Your task –
Lay out as a two-column CSV everything in the records from the line containing "Return one point per instance of the baseboard, written" down to the line containing "x=121, y=195", one row per record, with the columns instruction and points. Put each value in one quoted field, and turn any line breaks into spaces.

Record excerpts –
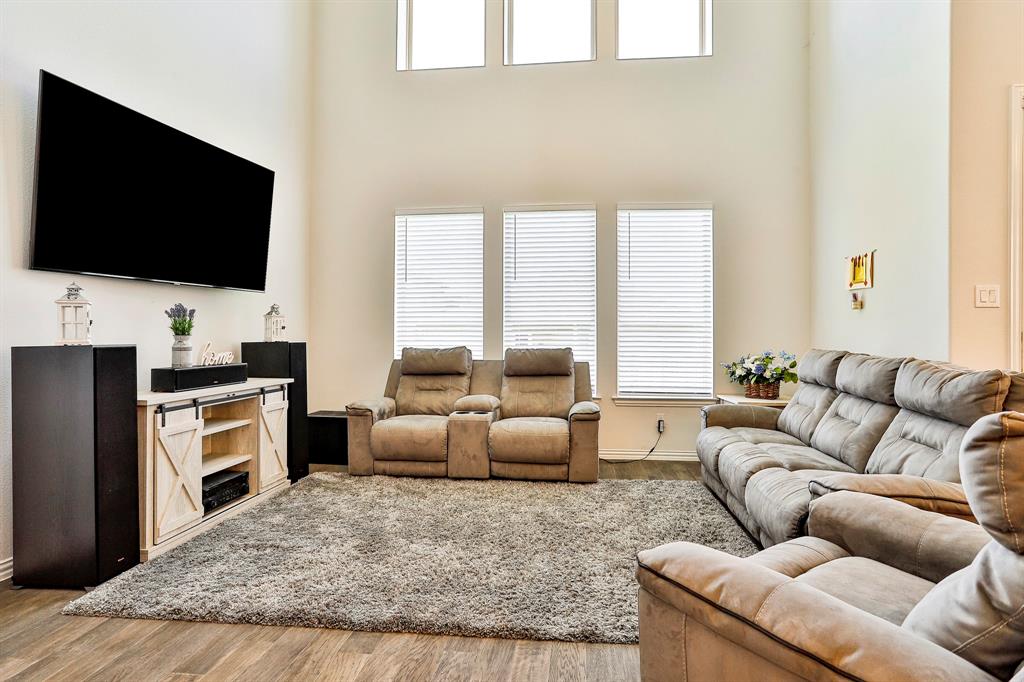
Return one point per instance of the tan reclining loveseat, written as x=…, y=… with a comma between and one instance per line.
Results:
x=879, y=590
x=443, y=414
x=889, y=426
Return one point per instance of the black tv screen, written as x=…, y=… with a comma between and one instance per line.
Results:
x=118, y=194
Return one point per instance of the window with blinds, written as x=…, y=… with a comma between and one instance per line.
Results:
x=438, y=281
x=550, y=295
x=666, y=302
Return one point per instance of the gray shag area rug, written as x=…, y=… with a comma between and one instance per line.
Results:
x=488, y=558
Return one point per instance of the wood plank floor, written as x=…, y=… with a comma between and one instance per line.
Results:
x=38, y=643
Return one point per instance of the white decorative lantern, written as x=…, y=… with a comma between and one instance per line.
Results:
x=75, y=317
x=273, y=325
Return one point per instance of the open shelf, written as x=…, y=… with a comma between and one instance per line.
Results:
x=219, y=462
x=213, y=425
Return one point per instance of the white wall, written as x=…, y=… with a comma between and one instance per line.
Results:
x=730, y=129
x=987, y=58
x=233, y=74
x=880, y=150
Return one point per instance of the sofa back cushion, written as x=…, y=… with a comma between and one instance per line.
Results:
x=814, y=394
x=977, y=611
x=938, y=402
x=538, y=383
x=432, y=379
x=863, y=410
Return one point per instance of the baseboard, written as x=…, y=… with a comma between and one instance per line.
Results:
x=657, y=456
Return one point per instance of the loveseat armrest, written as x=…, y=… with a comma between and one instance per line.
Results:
x=382, y=408
x=936, y=496
x=477, y=402
x=361, y=417
x=585, y=411
x=928, y=545
x=731, y=416
x=777, y=620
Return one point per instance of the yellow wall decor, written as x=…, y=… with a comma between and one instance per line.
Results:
x=860, y=270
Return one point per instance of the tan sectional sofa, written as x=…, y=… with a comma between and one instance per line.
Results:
x=878, y=590
x=443, y=414
x=889, y=426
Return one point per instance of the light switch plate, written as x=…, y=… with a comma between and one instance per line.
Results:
x=986, y=296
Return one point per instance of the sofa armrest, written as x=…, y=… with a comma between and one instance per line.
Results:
x=730, y=416
x=477, y=402
x=383, y=408
x=585, y=411
x=926, y=544
x=781, y=620
x=935, y=496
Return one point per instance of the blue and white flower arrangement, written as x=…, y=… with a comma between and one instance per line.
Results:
x=766, y=368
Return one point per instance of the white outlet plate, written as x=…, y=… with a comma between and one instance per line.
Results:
x=986, y=296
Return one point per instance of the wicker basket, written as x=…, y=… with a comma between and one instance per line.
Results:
x=763, y=391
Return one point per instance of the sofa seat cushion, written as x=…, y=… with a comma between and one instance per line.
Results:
x=739, y=461
x=411, y=437
x=529, y=440
x=713, y=439
x=778, y=501
x=870, y=586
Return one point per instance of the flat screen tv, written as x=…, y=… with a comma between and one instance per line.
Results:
x=121, y=195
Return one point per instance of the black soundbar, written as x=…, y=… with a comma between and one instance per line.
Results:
x=174, y=379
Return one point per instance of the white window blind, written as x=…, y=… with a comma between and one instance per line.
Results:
x=650, y=29
x=550, y=298
x=438, y=282
x=440, y=34
x=666, y=302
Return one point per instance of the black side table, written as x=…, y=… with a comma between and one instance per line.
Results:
x=329, y=437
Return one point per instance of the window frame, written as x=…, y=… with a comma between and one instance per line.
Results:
x=666, y=399
x=507, y=36
x=445, y=210
x=706, y=47
x=407, y=33
x=525, y=208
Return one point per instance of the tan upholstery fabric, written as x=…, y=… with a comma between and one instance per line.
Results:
x=778, y=501
x=797, y=556
x=852, y=427
x=740, y=461
x=868, y=377
x=530, y=440
x=477, y=403
x=398, y=468
x=808, y=405
x=919, y=445
x=956, y=395
x=978, y=612
x=430, y=393
x=870, y=586
x=467, y=455
x=584, y=460
x=992, y=465
x=733, y=416
x=414, y=437
x=754, y=607
x=529, y=471
x=539, y=361
x=820, y=367
x=927, y=545
x=926, y=494
x=436, y=360
x=538, y=396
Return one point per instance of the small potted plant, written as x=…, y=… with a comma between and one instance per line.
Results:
x=182, y=320
x=762, y=374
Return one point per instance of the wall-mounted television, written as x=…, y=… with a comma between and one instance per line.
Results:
x=118, y=194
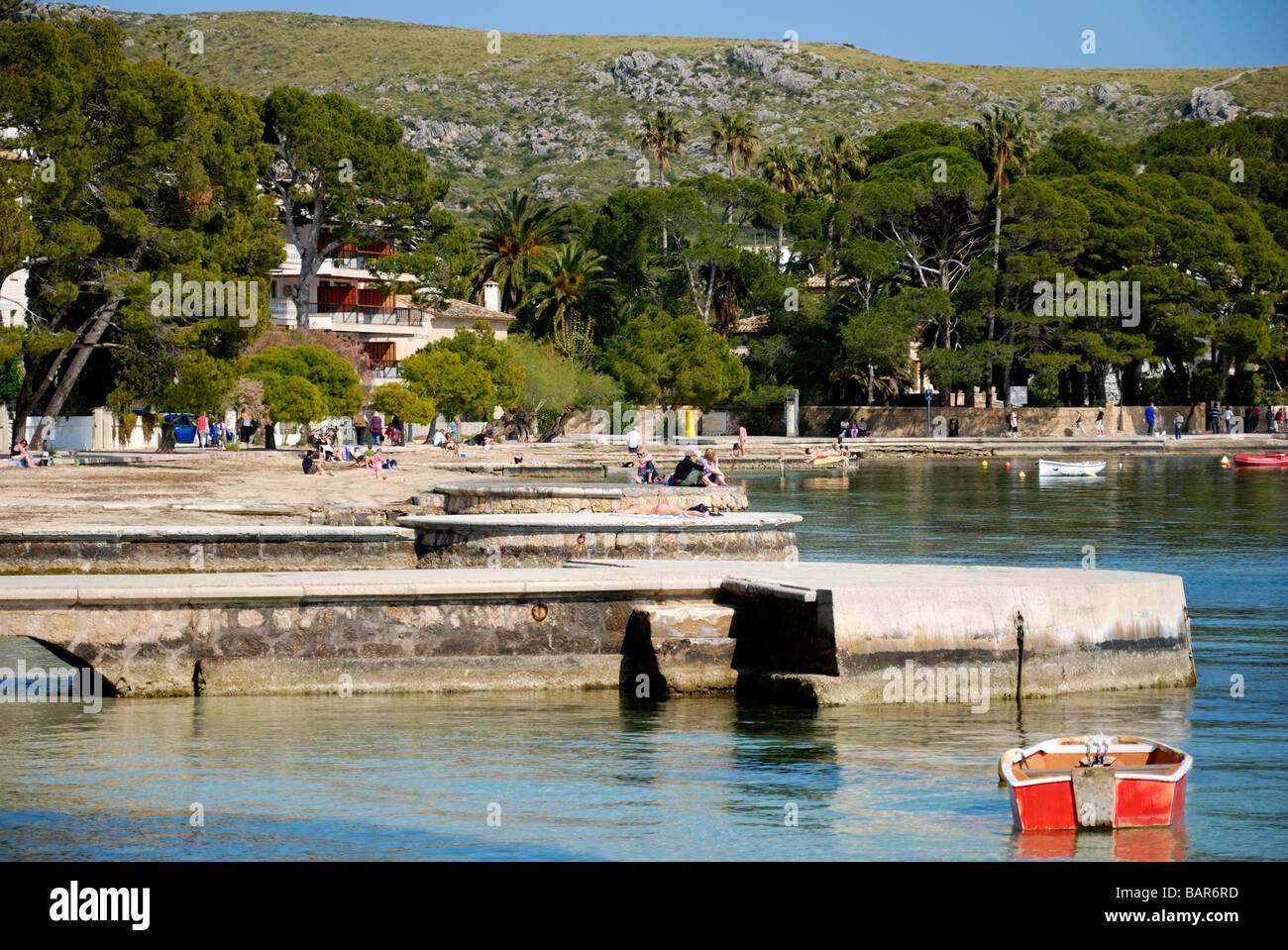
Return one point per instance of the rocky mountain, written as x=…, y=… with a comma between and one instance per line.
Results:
x=559, y=114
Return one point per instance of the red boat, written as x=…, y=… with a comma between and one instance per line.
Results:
x=1282, y=459
x=1095, y=782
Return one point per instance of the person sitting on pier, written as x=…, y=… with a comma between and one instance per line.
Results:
x=688, y=473
x=20, y=456
x=711, y=465
x=662, y=508
x=647, y=474
x=313, y=467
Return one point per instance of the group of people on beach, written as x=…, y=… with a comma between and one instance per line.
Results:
x=690, y=472
x=376, y=430
x=316, y=461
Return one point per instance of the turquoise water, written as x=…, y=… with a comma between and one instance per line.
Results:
x=596, y=775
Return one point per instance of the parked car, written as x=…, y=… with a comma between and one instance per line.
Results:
x=183, y=425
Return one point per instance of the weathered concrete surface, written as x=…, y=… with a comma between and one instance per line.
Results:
x=349, y=676
x=805, y=632
x=149, y=633
x=1082, y=630
x=39, y=511
x=146, y=549
x=553, y=470
x=679, y=648
x=506, y=541
x=506, y=497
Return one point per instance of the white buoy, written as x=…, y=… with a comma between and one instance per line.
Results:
x=1005, y=761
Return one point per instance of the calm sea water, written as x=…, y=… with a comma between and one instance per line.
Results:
x=596, y=775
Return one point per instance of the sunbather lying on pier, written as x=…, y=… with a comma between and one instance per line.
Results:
x=661, y=508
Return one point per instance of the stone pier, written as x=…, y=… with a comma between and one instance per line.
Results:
x=799, y=632
x=507, y=541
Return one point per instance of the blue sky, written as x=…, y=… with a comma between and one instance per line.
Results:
x=1129, y=34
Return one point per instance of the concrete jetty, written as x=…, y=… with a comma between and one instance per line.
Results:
x=507, y=541
x=141, y=549
x=507, y=497
x=799, y=632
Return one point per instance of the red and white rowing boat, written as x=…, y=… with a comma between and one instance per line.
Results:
x=1282, y=459
x=1095, y=782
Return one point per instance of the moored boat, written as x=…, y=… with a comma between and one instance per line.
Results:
x=1095, y=782
x=1262, y=461
x=1047, y=468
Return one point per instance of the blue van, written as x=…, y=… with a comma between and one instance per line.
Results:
x=184, y=426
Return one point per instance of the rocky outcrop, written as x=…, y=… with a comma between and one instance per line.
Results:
x=630, y=64
x=769, y=64
x=1214, y=106
x=1061, y=103
x=58, y=11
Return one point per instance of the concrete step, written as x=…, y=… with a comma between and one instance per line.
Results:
x=679, y=648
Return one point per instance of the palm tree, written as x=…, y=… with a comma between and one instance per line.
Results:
x=660, y=138
x=737, y=137
x=514, y=233
x=784, y=167
x=1008, y=145
x=566, y=292
x=840, y=161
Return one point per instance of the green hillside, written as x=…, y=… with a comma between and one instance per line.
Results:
x=559, y=112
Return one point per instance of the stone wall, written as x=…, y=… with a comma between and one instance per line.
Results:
x=469, y=544
x=910, y=422
x=492, y=498
x=133, y=550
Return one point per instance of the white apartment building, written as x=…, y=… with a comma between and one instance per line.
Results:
x=344, y=297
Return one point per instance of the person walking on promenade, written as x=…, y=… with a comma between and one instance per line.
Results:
x=647, y=472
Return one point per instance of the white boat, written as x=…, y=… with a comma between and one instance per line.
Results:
x=1093, y=469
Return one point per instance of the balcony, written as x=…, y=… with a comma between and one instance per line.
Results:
x=359, y=314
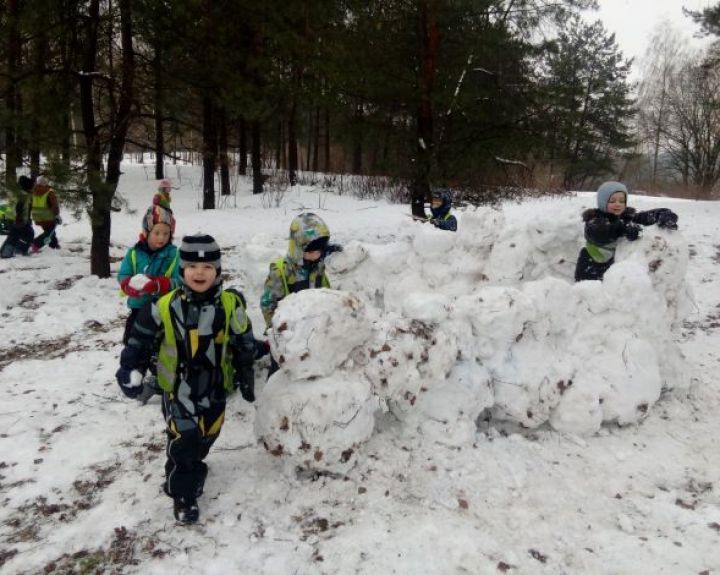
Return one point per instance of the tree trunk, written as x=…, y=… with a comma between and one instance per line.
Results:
x=11, y=91
x=222, y=143
x=102, y=200
x=292, y=145
x=308, y=149
x=242, y=164
x=40, y=45
x=357, y=140
x=256, y=158
x=327, y=139
x=159, y=111
x=316, y=140
x=430, y=39
x=99, y=265
x=209, y=153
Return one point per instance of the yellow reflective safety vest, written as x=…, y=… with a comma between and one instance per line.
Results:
x=41, y=211
x=168, y=355
x=280, y=265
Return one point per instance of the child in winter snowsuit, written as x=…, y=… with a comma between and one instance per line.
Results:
x=206, y=351
x=20, y=234
x=302, y=268
x=46, y=214
x=150, y=268
x=440, y=204
x=162, y=197
x=611, y=221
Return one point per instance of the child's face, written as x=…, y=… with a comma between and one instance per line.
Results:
x=617, y=203
x=312, y=256
x=199, y=276
x=159, y=236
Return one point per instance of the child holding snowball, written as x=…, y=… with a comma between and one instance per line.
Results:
x=611, y=222
x=150, y=268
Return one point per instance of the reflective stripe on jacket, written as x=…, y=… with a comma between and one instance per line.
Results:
x=168, y=355
x=41, y=211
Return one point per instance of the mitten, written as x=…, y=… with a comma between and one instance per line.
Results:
x=632, y=232
x=142, y=284
x=128, y=289
x=245, y=382
x=262, y=348
x=667, y=220
x=130, y=382
x=157, y=285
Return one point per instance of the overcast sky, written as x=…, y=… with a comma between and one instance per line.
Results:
x=633, y=21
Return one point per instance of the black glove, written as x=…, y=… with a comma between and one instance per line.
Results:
x=632, y=232
x=262, y=348
x=667, y=220
x=130, y=381
x=245, y=382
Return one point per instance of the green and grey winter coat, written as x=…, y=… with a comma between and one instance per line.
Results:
x=289, y=275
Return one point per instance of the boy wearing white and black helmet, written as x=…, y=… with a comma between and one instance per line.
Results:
x=610, y=223
x=206, y=351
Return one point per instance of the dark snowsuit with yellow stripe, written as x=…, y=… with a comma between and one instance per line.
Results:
x=213, y=348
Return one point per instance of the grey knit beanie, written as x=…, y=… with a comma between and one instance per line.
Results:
x=606, y=190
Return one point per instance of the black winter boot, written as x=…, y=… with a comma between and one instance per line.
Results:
x=186, y=510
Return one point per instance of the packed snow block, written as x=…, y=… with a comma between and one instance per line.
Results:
x=665, y=255
x=432, y=243
x=314, y=332
x=535, y=249
x=529, y=382
x=352, y=256
x=407, y=359
x=447, y=412
x=316, y=423
x=497, y=317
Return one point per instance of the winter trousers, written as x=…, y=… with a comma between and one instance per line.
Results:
x=588, y=269
x=188, y=442
x=48, y=237
x=134, y=312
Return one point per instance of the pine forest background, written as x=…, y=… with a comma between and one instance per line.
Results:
x=494, y=98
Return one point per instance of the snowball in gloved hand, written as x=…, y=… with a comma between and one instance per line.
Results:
x=139, y=281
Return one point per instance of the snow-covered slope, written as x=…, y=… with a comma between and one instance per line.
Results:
x=440, y=413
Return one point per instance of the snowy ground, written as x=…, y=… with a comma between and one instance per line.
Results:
x=480, y=322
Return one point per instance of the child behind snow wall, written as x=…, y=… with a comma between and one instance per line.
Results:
x=303, y=267
x=610, y=223
x=46, y=214
x=150, y=268
x=206, y=351
x=20, y=234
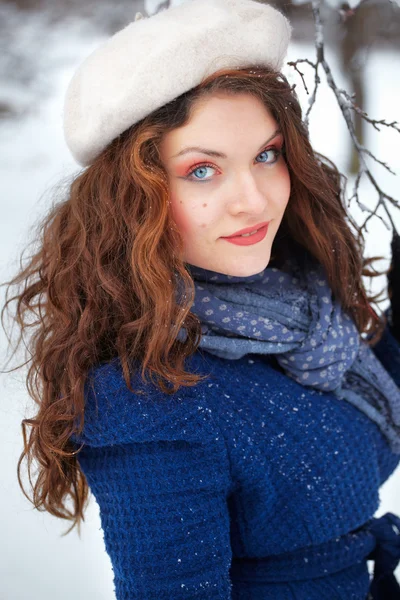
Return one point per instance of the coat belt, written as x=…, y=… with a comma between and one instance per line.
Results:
x=377, y=540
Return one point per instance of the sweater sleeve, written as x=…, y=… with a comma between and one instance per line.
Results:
x=163, y=507
x=387, y=350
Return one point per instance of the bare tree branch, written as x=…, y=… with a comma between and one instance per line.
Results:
x=347, y=106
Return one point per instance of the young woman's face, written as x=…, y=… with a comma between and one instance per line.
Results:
x=213, y=196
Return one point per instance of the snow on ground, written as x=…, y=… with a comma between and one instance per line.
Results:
x=34, y=158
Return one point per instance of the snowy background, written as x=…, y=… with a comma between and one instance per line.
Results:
x=35, y=562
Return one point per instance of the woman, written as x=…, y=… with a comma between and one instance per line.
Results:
x=248, y=463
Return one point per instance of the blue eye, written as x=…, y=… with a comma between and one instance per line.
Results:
x=274, y=150
x=202, y=170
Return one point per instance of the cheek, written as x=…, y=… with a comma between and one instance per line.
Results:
x=191, y=215
x=282, y=186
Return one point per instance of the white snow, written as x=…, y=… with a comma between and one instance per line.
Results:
x=35, y=562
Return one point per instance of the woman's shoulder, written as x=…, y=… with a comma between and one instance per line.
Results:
x=116, y=415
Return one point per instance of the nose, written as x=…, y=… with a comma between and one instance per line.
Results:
x=248, y=196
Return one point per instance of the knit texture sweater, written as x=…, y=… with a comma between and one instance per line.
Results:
x=246, y=486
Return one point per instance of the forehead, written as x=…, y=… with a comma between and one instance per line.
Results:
x=237, y=115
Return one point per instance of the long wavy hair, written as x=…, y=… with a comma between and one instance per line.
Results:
x=102, y=281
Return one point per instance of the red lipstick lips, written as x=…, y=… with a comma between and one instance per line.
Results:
x=250, y=239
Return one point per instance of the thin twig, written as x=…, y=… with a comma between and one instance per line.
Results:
x=347, y=106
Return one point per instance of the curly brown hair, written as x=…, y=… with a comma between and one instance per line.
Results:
x=103, y=282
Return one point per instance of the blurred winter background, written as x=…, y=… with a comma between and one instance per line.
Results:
x=42, y=42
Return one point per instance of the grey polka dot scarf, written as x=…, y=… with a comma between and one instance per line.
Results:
x=292, y=314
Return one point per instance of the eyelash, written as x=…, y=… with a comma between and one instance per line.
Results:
x=278, y=153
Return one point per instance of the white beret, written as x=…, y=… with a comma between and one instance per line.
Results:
x=155, y=59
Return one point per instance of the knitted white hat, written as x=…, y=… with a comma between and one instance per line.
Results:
x=155, y=59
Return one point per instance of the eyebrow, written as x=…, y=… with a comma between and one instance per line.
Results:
x=220, y=154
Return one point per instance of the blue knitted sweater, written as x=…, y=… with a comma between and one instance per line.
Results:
x=246, y=486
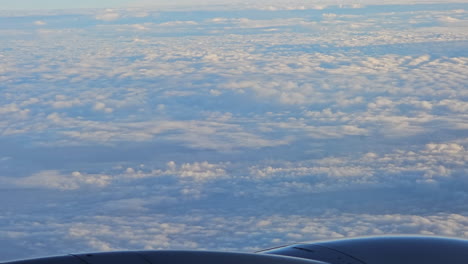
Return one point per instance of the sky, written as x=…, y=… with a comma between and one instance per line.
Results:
x=230, y=126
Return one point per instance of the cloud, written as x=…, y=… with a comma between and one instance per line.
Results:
x=108, y=15
x=40, y=23
x=56, y=180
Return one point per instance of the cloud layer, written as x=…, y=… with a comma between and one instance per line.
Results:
x=139, y=128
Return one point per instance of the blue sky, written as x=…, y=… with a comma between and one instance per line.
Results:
x=60, y=4
x=234, y=128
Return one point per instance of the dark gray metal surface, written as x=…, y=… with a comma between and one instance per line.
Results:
x=382, y=250
x=371, y=250
x=169, y=257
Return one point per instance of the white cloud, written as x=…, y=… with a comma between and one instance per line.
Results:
x=40, y=23
x=55, y=180
x=108, y=15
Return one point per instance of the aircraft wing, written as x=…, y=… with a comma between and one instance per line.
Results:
x=370, y=250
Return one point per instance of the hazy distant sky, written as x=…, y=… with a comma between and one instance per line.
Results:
x=234, y=127
x=60, y=4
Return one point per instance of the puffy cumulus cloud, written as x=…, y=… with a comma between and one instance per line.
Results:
x=198, y=171
x=213, y=232
x=57, y=180
x=436, y=163
x=108, y=15
x=40, y=23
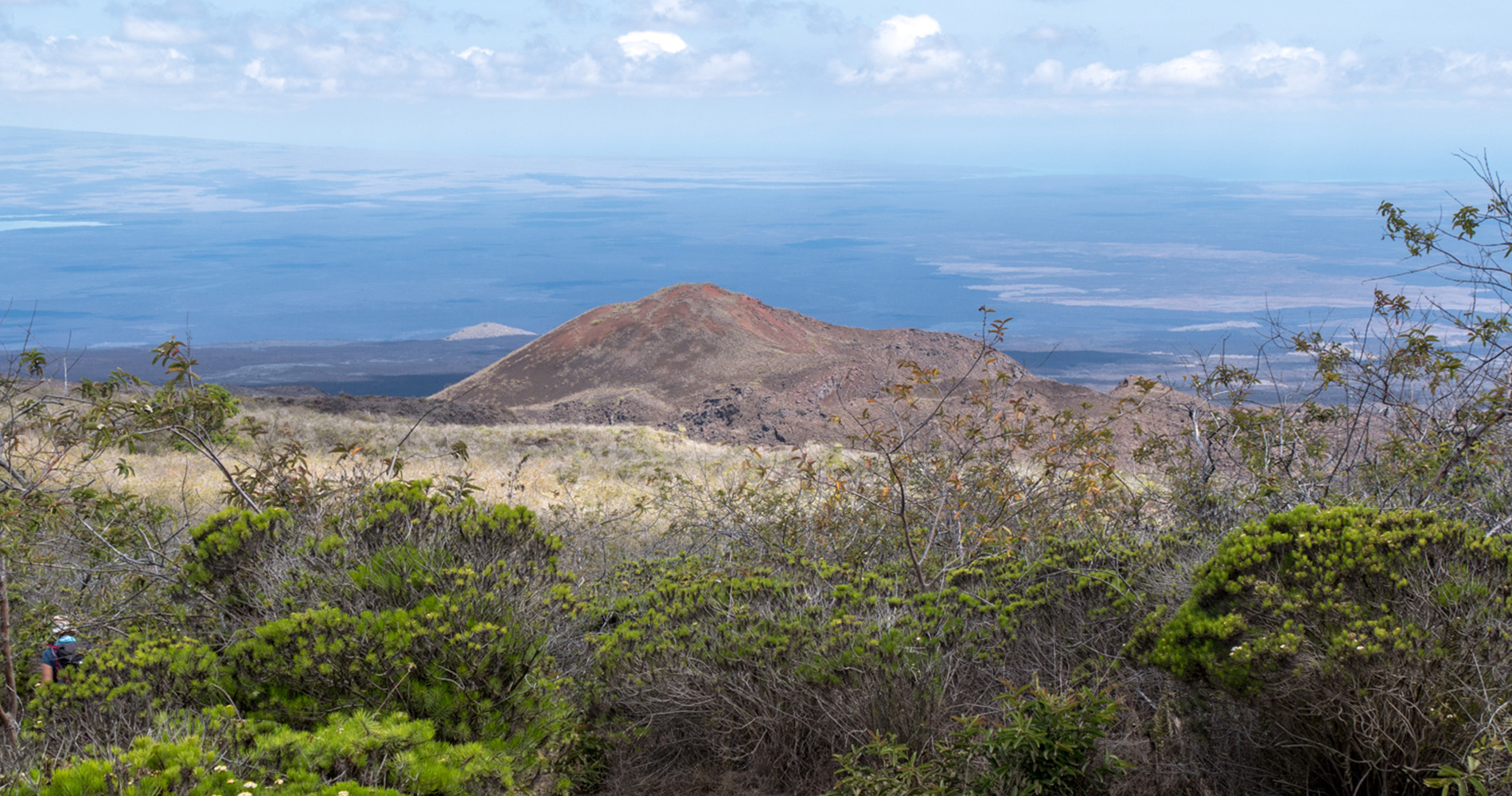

Final answer –
instruction,points
"Return one point per instance of the baseboard, written as x=…, y=… with a comma between and one instance per line. Results:","x=657, y=456"
"Return one point per instance of the loveseat armrest, written as x=…, y=… with a comma between and one instance per line. Results:","x=382, y=408 x=936, y=496 x=477, y=402 x=361, y=417 x=585, y=411 x=928, y=545 x=731, y=416 x=777, y=620"
"Return one point per instance of the yellow wall decor, written as x=…, y=… with a comma between and one instance per line. Results:","x=860, y=270"
"Return one point per instance of the tan sectional sofa, written as x=…, y=… with a comma between and one instance per line. Results:","x=878, y=590 x=443, y=414 x=889, y=426"
"Return one point per instance of the light switch plate, written as x=…, y=… with a comma between and one instance per line. Results:","x=986, y=296"
"Return one point per instance of the sofa armrest, written as x=…, y=… with a comma between and one instance per line. Results:","x=730, y=416 x=477, y=402 x=383, y=408 x=585, y=411 x=926, y=544 x=781, y=620 x=935, y=496"
"Return one point per instance of the blue and white flower arrangement, written as x=…, y=… with a comma between and one instance per line. Results:","x=766, y=368"
"Return one point per instance of the white outlet plate, written as x=…, y=… with a comma between and one instance per line. Results:","x=986, y=296"
"Return one point per instance of the wicker basket, written as x=…, y=… with a comma between and one instance per line. Results:","x=763, y=391"
"Return one point per instance of the sofa seat cushion, written as x=…, y=… with a comma between and one instance per line. Results:","x=739, y=461 x=411, y=437 x=529, y=440 x=713, y=439 x=778, y=501 x=870, y=586"
"Return one point per instance of the flat screen tv, written as x=…, y=… with a comma between and one instance per line. Results:","x=121, y=195"